EXTRACTED ENTRIES
Content starts

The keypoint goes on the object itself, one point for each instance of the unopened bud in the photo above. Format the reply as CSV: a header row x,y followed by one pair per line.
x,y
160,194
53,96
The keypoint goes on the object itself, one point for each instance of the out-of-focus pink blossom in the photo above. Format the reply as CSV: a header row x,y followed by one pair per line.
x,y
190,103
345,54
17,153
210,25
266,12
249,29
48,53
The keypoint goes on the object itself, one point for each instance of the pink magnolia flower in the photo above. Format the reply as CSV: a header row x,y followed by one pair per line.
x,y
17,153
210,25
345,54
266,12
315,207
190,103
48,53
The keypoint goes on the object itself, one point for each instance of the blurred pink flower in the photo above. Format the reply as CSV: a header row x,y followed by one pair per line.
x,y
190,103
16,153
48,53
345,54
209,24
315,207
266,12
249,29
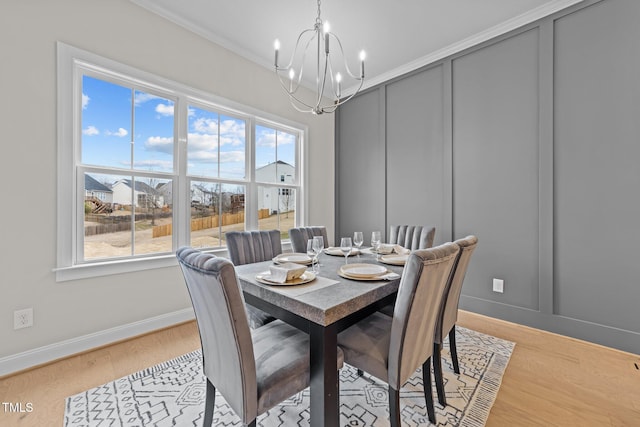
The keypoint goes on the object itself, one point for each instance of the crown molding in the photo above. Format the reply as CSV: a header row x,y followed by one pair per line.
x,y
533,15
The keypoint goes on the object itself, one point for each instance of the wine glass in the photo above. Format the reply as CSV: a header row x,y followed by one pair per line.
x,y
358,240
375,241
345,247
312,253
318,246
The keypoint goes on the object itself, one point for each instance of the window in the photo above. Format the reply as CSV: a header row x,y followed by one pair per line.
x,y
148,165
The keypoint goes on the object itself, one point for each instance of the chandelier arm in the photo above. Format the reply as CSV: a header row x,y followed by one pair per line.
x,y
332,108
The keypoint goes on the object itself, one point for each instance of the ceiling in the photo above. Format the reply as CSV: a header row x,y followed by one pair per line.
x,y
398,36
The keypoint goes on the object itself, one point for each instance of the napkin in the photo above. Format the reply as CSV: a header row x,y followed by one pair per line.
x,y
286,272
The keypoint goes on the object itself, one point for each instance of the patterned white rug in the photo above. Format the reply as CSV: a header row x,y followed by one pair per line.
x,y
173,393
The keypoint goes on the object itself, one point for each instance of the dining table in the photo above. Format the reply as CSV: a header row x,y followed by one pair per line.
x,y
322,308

Content ends
Content starts

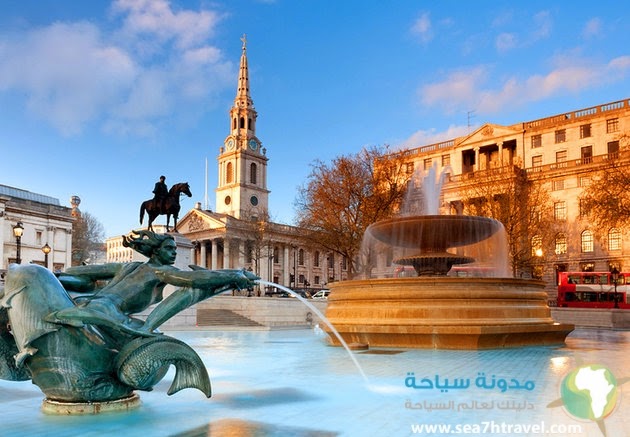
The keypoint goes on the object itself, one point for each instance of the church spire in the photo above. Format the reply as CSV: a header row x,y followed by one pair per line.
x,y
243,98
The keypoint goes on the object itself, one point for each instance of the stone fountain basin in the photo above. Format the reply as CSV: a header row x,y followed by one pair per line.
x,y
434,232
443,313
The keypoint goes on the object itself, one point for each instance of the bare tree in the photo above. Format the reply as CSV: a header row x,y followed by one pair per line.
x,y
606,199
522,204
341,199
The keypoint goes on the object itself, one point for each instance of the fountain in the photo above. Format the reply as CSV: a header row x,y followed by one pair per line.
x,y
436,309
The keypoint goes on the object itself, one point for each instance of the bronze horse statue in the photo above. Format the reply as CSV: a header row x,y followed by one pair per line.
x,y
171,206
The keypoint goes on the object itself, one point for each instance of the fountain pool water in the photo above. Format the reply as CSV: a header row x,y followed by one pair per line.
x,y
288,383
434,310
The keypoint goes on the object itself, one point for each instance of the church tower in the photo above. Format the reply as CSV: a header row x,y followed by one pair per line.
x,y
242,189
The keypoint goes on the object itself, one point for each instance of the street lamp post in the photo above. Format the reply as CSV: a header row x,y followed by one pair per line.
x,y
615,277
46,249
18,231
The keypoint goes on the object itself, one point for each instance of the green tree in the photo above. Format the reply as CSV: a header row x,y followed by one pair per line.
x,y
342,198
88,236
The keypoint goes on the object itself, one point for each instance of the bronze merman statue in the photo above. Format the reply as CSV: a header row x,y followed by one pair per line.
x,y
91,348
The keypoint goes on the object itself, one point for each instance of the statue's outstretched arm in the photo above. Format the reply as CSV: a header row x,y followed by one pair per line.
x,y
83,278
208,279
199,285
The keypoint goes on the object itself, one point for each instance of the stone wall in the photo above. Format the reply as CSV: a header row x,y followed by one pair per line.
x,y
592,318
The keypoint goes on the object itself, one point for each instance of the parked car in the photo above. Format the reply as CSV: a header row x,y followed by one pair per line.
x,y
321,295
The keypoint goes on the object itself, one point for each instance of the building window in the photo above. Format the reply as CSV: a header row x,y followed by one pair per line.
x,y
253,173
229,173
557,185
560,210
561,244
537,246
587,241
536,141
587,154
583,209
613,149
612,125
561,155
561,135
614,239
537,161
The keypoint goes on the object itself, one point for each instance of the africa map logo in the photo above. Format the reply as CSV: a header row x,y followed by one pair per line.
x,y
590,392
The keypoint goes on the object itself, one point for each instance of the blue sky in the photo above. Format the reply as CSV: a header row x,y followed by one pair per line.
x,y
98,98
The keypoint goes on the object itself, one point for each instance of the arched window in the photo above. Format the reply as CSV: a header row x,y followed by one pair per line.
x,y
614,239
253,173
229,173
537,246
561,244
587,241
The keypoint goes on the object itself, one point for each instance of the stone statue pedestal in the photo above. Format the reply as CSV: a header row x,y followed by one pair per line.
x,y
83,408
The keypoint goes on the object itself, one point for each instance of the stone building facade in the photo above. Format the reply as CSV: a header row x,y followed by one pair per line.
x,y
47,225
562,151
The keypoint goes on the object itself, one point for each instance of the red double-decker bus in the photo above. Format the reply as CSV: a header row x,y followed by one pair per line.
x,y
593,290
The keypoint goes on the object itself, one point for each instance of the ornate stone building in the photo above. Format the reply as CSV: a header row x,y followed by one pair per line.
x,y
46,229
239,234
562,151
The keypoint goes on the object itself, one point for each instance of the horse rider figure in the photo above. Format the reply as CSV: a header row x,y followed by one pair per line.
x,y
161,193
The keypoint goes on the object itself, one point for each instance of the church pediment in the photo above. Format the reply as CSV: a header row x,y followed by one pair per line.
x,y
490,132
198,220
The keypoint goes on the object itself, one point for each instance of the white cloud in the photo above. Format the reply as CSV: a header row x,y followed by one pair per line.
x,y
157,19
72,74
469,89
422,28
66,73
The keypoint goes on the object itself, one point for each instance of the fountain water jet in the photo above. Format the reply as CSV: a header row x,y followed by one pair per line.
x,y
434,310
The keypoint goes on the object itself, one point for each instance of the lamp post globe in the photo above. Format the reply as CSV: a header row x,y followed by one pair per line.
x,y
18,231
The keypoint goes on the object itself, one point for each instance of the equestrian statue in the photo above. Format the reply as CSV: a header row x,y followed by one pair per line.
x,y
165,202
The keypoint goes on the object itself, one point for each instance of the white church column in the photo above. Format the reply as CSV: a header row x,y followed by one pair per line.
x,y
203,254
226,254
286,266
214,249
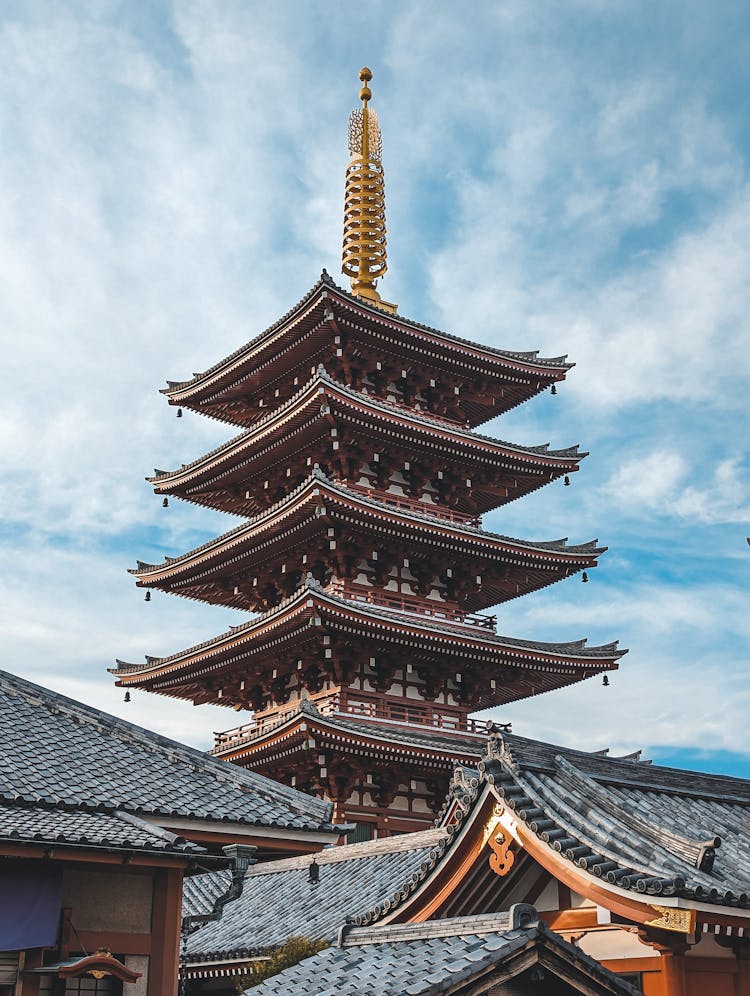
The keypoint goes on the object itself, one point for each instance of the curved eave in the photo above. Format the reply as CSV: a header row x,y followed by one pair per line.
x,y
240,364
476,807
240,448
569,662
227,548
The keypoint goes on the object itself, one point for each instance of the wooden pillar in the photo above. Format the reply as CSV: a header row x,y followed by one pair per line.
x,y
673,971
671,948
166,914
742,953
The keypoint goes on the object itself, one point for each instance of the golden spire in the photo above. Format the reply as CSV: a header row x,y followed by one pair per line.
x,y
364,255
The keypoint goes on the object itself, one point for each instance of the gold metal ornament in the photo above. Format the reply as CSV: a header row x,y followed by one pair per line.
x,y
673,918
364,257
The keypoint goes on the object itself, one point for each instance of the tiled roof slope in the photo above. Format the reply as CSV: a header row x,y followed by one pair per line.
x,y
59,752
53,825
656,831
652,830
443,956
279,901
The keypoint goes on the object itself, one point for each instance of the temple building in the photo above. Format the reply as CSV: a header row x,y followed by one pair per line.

Content ends
Content starts

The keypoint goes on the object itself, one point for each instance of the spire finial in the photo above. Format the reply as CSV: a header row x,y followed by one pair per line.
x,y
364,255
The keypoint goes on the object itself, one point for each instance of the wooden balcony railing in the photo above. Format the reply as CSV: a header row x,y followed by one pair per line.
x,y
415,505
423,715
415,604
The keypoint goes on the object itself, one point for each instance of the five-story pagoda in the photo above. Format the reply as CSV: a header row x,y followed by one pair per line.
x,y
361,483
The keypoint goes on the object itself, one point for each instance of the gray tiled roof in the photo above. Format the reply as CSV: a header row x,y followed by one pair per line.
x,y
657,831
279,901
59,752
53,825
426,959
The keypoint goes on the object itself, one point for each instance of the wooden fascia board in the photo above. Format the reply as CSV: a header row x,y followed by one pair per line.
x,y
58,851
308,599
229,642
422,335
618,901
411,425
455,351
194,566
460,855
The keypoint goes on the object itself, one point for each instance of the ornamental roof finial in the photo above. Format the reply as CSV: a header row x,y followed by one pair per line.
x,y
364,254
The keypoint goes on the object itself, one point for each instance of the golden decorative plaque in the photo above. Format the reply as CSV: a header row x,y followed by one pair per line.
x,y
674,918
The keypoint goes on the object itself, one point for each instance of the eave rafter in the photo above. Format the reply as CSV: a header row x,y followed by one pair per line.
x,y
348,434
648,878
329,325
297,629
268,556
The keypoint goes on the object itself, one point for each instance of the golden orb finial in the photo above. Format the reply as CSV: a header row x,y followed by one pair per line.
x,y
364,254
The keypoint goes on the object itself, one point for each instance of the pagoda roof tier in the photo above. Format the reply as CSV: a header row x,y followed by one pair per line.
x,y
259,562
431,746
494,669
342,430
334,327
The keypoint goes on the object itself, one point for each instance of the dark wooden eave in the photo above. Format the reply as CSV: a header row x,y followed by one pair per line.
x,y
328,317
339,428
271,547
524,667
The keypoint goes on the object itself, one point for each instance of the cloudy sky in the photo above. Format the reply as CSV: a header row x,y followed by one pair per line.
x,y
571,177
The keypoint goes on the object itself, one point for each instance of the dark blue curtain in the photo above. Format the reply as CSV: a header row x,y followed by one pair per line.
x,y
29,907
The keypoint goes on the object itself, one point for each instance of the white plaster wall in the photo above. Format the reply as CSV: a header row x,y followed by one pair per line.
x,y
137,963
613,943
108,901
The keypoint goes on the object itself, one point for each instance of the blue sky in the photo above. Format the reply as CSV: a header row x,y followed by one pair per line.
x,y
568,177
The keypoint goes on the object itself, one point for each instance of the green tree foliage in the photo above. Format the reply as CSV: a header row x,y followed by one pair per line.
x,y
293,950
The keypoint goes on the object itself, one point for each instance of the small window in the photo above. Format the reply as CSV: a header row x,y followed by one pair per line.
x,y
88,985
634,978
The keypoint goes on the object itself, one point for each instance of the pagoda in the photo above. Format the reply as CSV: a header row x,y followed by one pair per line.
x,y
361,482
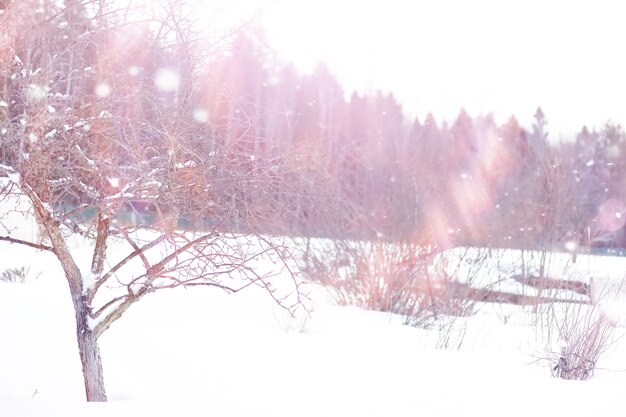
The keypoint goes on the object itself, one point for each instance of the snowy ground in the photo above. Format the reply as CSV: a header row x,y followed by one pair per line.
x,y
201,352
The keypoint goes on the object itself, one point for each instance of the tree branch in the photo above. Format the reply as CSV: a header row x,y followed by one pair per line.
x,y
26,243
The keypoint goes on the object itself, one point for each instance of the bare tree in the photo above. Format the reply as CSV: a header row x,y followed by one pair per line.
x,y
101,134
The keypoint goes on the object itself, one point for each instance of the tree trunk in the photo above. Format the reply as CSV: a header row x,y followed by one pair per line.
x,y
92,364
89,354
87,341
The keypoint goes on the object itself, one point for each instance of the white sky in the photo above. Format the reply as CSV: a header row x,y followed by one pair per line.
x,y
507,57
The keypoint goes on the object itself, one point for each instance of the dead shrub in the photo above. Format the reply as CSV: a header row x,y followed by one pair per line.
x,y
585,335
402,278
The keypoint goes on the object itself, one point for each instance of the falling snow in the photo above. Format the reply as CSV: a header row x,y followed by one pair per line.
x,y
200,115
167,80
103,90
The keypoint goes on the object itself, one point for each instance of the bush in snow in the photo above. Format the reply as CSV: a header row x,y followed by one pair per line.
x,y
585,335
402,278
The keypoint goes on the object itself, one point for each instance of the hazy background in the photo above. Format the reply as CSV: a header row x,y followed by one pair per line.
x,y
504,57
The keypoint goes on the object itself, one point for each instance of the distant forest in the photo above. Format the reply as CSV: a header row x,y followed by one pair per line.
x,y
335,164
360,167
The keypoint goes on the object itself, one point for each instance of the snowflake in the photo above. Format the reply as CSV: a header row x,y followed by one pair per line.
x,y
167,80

Content ends

Take the stretch of lines above from the one containing "the gold metal" through the one containing "of the temple" and repeat it exactly, adding no other line.

The keypoint goes on the object itself, one point for each instance of the gold metal ornament in the photo above. Format the reply as CSV: a header row x,y followed by one pair per line.
x,y
673,918
364,257
The keypoint goes on the object itself, one point for each instance of the tiled roof slope in the photo above. Format the reply as CSV: a header row x,y followed by one pair per line.
x,y
59,752
53,825
656,831
652,830
443,956
279,901
The keypoint goes on the object itself, one point for each instance of the temple building in the photo above. Format the reply as CSV: a header row x,y followed by one pair per line.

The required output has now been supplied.